Set problem:
Pick up the blog post on the 1963 Disneyland Christmas parade where it stops and keep writing it; the rows after it are not part of the text.

Document excerpt:
Monday, December 04, 2023

Christmas Parade, 1963 - PART 1

Today I am sharing the first of four blog posts featuring 25 very nice photos of the big Disneyland Christmas parade from the 1963 season.

Before the parade began, guests gathered around the tree in Town Square (or maybe it was just in the way, causing a traffic jam). It looks beautiful in the bright SoCal winter sunshine. Note the roped-off area with seating, I don't know if those would be available for special guests or if anybody could sit there. 

Alright, let's get this parade started! And what better way to kick things off than with Vesey Walker leading the Disneyland Band? I'm going to say that they are playing "Jingle Bells", I can tell by the position of the fingers of the Saxophonist! The giant presents behind the seated guests hold a surprise, but you won't see that until the final parade post.

Thanks to "Jason's Disneyland Almanac", I can tell you that this parade took place on Sunday, December 22nd (the Candlelight Processional was performed that same day). The temperature reached a pleasant high of 72º Fahrenheit (22º Celsius) with a low of 53º (or 11º Celsius). Attendance was 42,050. Jason's book mentions the debut of the "Parade of Toys", as well as the "Christmas In Many Lands Parade" - I assume that these photos show the latter. And for those who need to know, the park opened at 10:00 and was open until 9:00.

I can't tell if these children represent Switzerland or Austria - or some other country. Any guesses? Note the pantomime horse, imported from Pantomimia. 

Next is Czechoslovakia; I've always wondered if those kids are really of Czech origins, and if so, how did the park find them? If you look to the left, you can see two Guides (one with a yellow rectangle behind her). This parade was a few years before "It's a Small World", by the way.

A little ballerina stands atop a paper boat. The flag of Denmark tells us that this must be a salute to Hans Christian Andersen's "The Steadfast Tin Soldier", a beloved (and sad) tale that Disney used in "Fantasia 2000". 

A group of beautifully-costumed carolers from Victorian England recall Charles Dickens. For years, carolers like this strolled the park during the holidays - these might be those same performers. 

Well, that's it for part one. Stay tuned for more from this 1963 Christmas parade!


Nanook said...

That tree is just beautiful - surprisingly well-proportioned, and not 'a bit too slim'. I love the lady just above Vesey Walker's head, all decked out in her mink stole and [oddly-contrasting] hat.

In images #4-6, we can easily see a Strong Super Trouper follow spot sitting atop the opera house. How classy.

Happy Disneyland kickoff to the holiday season. Thanks, Major.

JB said...

1) That IS a nice looking Christmas tree. It appears to be a real tree, too. Just the right amount of flocking. And while the larger balls are probably 6" in diameter, they fit the scale nicely. SEE? Trees DO have scale! I also notice how they placed the largest balls at the bottom, and the smaller balls at the top. I wonder if the guests are 5/8 scale?

Data rows:
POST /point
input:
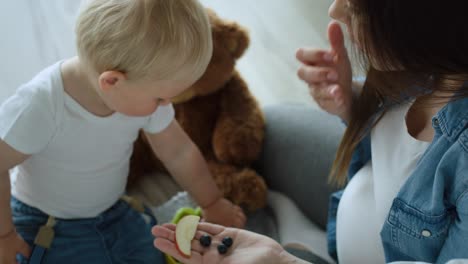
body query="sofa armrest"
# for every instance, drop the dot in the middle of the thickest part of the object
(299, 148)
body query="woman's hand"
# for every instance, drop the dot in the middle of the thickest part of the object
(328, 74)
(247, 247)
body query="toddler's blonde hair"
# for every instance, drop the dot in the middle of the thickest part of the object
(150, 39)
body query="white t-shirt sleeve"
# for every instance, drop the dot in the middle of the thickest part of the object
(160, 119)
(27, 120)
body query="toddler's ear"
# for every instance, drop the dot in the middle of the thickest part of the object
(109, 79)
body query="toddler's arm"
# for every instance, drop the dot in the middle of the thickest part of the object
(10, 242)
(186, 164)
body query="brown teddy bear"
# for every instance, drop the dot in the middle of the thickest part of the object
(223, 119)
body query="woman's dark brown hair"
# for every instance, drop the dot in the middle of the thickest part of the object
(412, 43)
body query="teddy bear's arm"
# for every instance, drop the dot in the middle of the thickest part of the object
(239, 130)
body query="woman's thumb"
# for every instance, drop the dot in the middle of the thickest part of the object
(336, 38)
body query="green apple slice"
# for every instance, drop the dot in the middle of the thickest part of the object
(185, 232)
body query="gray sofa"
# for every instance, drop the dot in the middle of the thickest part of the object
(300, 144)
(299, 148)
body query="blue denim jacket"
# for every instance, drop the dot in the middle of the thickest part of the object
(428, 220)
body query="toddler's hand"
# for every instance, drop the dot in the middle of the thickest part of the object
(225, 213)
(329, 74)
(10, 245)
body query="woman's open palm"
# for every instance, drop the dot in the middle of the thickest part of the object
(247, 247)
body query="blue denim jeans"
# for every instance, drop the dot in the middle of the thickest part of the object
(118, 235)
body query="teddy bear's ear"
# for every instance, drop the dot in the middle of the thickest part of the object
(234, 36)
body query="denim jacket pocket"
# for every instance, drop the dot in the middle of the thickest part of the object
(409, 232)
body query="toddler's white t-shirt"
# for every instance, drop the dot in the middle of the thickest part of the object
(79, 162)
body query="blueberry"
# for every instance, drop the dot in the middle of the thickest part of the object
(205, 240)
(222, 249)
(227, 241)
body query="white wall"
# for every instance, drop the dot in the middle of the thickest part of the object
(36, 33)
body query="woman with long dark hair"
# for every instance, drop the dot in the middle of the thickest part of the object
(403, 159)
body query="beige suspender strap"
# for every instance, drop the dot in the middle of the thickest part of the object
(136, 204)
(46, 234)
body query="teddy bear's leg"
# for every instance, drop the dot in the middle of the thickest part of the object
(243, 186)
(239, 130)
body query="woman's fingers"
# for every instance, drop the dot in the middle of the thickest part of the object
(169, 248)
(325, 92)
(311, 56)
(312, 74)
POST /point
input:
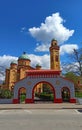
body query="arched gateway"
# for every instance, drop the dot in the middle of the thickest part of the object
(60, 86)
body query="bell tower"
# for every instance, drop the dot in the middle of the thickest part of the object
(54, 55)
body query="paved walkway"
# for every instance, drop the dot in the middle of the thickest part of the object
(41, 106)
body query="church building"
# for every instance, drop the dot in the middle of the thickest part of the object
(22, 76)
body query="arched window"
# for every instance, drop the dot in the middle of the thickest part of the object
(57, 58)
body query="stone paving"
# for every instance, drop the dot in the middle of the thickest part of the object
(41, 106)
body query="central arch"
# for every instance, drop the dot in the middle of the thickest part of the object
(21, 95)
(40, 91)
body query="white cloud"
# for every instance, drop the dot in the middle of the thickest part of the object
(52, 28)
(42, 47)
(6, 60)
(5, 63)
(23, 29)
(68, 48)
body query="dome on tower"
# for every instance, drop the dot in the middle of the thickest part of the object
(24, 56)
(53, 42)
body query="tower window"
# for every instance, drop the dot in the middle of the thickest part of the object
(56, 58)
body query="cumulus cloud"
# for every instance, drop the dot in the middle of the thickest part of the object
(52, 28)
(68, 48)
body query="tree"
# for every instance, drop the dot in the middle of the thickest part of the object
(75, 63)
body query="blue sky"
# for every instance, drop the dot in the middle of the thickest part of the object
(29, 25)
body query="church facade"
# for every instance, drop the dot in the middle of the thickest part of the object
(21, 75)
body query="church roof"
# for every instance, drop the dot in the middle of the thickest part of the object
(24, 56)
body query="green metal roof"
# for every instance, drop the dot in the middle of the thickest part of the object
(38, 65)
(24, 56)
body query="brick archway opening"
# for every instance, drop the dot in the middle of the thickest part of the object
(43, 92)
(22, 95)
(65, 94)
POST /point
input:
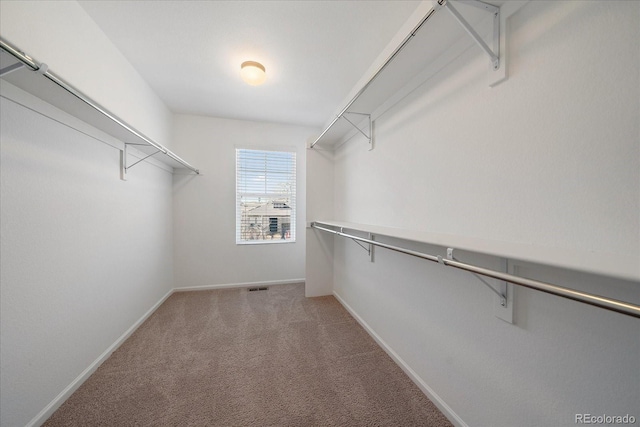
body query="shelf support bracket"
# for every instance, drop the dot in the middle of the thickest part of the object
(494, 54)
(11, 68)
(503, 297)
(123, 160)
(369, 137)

Response below:
2) Yes, definitely "Jingle Bells"; and for the reason you gave, Major. Those finger positions are a dead giveaway. As Nanook noted, the lady just above Mr. Walker is wearing a fur coat, or stole; very chic and sophisticated. She probably owns half of Anaheim... Walt owns the other half.

3) These look like the von Trapp kids, so I'm gonna say they represent Austria. I think that's Augustus Gloop closest to us; followed by Heidi. In the front, Hansel und Gretel are coaxing the horse forward. Yes, Pantomimia is known around the world for their easily trained pantomime horses.

4) Behind the standard bearer we can see Peewee Herman watching the parade; he's a bit young here. The Opera House look especially nice with its holiday decor.

5) My mom taught me how to fold those paper boats when I was about 4 years old, and I can still do it! I think it sparked my interest in origami.

6) It occurs to me that our photographer is standing in a slightly elevated position... where? Or perhaps he's just holding his camera up above his head?

Nice series of pics, Major. Looking forward to the next batch.

TokyoMagic! said...

I wonder if those children performed in the parade everyday, or if they used different children throughout the Christmas season? Maybe when the little tykes weren't performing in the parade, they had them in a backstage warehouse, assembling Mickey Mouse ears until the wee hours of the morning.....with Kathie Lee Gifford as their supervisor.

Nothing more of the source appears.